Ros2-gbp release repository permissions are now managed via GitHub repository

Following up from the changes to the ros2-gbp organization permissions I’ve just made the Terraform scripts that we use to manage the organization public along with a couple of issue templates which will hopefully streamline the process of requesting and receiving access to release repositories within the ros2-gbp organization on GitHub.

You can see the repository for yourself here: https://github.com/ros2-gbp/ros2-gbp-github-org

Access to release repositories is granted on the basis of a “release team”. Each team consists of zero or more GitHub users, each of whom can be members of multiple release teams, as well as one or more release repositories, each of which can be managed by multiple release teams.

I set up most release teams based on who has been a contributor to each release repository in the past as well as when fielding requests from specific individuals who have been my de facto “alpha testers” of this process.

Data
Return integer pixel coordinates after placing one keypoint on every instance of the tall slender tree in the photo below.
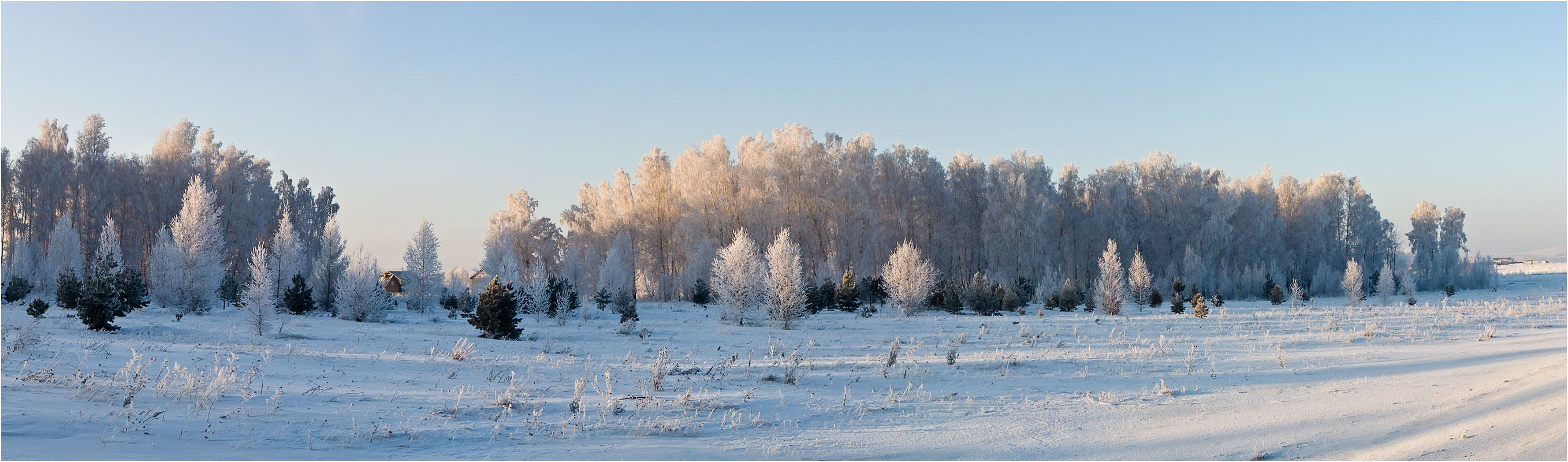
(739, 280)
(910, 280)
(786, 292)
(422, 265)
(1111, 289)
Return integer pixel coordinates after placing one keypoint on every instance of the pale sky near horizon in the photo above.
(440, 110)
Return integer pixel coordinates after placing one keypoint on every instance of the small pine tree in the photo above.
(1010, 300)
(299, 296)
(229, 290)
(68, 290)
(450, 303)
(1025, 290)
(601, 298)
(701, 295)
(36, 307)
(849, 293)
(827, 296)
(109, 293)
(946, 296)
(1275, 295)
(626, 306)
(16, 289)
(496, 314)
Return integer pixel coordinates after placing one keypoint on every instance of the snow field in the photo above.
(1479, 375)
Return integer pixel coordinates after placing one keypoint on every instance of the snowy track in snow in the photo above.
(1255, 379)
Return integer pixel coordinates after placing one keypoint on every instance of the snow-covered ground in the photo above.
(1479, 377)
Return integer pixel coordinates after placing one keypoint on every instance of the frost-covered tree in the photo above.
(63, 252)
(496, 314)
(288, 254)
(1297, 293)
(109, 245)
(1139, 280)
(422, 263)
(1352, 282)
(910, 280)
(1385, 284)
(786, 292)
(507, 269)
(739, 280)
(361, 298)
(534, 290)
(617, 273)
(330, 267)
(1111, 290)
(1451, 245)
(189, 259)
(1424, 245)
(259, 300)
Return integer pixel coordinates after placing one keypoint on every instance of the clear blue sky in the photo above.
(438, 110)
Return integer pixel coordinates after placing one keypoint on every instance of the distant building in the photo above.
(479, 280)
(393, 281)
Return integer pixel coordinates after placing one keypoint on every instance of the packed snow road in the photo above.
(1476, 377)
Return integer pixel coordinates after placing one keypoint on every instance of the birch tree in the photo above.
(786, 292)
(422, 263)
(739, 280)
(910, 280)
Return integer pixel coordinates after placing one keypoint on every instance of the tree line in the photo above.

What to do
According to the ros2-gbp permissions announcement, on what basis is access to release repositories granted?

Task solution
On the basis of a "release team."